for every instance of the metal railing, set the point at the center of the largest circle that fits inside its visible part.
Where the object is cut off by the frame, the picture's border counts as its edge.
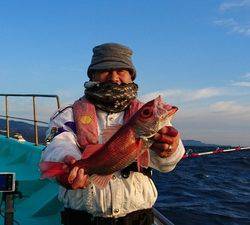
(160, 219)
(33, 96)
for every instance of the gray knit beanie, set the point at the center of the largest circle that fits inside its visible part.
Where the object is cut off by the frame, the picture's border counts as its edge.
(111, 56)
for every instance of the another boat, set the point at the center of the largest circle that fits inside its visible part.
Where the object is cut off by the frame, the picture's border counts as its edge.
(34, 201)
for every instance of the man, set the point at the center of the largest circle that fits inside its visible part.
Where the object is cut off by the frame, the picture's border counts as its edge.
(110, 99)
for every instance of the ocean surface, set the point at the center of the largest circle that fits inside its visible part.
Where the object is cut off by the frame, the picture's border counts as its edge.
(212, 189)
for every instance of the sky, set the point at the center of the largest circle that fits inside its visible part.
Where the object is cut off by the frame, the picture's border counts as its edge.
(194, 53)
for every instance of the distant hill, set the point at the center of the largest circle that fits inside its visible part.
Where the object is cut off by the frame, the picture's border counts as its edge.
(197, 143)
(27, 131)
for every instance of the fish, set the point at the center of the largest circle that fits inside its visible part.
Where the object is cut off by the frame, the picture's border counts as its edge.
(130, 143)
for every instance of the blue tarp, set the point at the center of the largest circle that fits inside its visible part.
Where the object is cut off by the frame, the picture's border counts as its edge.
(39, 205)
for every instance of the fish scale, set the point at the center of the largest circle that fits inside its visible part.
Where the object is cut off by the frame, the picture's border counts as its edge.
(124, 147)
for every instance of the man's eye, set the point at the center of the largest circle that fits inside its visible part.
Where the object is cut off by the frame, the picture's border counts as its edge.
(121, 72)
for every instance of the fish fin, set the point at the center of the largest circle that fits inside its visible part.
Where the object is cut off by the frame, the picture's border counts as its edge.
(143, 160)
(100, 181)
(52, 169)
(90, 149)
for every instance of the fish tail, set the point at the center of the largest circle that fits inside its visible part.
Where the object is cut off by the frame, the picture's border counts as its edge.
(52, 169)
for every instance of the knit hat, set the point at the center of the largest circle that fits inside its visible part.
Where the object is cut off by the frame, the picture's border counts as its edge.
(111, 56)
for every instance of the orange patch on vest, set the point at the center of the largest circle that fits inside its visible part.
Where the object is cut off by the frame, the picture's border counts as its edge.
(86, 119)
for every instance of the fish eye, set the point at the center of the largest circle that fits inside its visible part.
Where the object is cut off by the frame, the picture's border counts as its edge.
(146, 112)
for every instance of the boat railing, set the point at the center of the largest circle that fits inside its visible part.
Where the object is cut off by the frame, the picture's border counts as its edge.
(160, 219)
(34, 120)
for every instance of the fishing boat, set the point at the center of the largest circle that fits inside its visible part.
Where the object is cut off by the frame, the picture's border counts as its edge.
(33, 201)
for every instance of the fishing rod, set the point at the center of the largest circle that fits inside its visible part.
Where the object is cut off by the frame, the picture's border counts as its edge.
(216, 151)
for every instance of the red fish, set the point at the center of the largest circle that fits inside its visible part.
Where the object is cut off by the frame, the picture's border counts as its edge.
(131, 142)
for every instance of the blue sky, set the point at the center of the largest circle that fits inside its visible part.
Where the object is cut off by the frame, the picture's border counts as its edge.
(194, 53)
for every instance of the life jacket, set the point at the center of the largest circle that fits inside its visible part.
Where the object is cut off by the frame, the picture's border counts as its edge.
(84, 114)
(85, 118)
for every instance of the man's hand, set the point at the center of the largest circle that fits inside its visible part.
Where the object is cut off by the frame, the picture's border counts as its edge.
(166, 141)
(76, 178)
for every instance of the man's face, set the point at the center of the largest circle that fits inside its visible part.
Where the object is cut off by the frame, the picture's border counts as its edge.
(117, 76)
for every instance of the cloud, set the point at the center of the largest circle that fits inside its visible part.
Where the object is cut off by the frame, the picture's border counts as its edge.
(246, 76)
(241, 84)
(235, 4)
(234, 26)
(229, 108)
(185, 95)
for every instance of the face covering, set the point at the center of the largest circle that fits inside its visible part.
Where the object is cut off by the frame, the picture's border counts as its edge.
(110, 97)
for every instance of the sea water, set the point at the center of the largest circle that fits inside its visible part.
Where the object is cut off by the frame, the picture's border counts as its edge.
(212, 189)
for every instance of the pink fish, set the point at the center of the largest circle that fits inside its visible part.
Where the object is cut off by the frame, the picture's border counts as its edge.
(131, 142)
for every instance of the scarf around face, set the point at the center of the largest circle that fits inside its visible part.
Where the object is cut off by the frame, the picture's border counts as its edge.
(110, 97)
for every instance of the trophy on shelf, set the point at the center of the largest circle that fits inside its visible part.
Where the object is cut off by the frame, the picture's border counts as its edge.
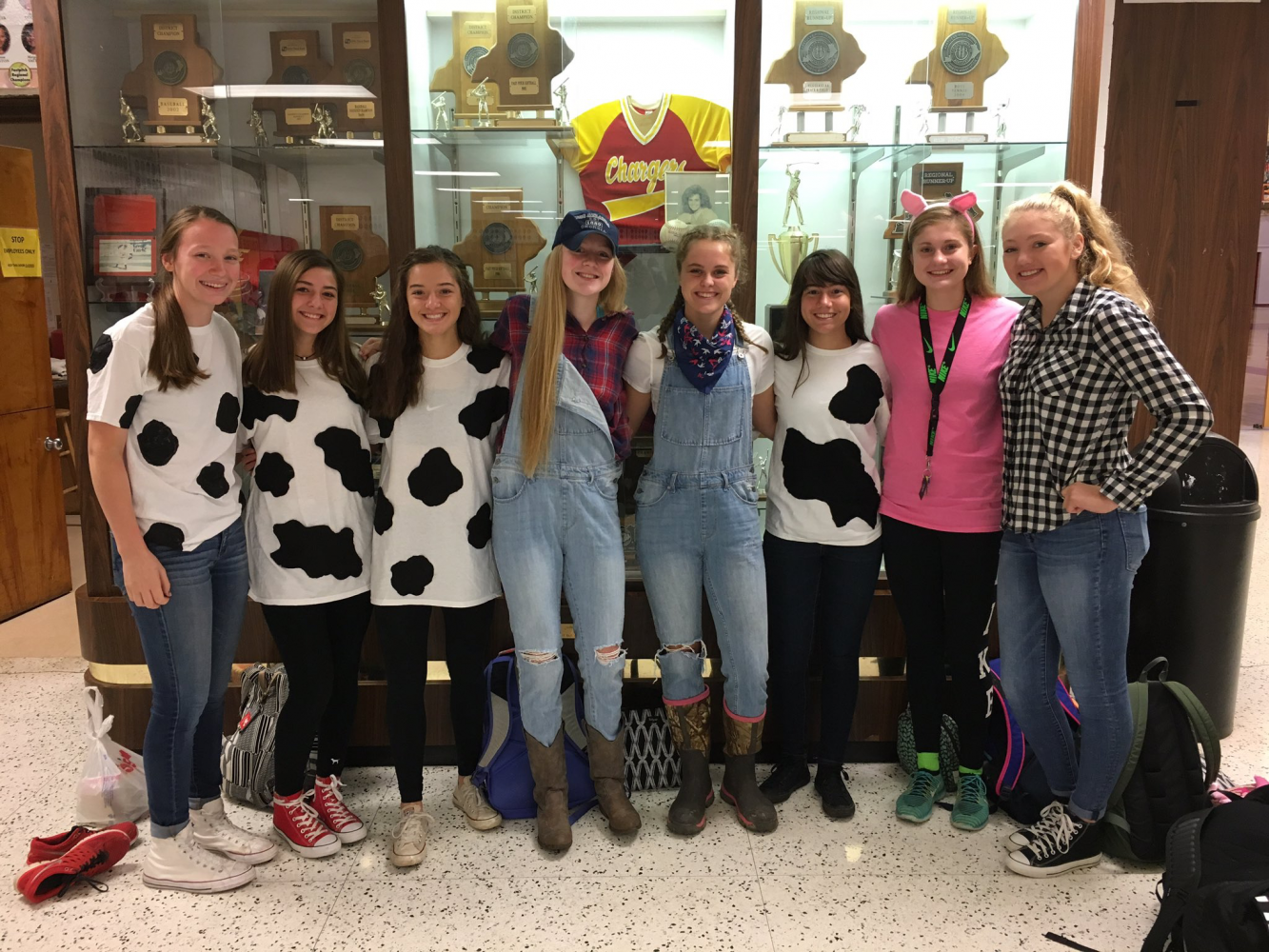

Goal of the exercise - Every line of the records above that contains the word "railing" should be counted, and only the total given.

Final answer - 2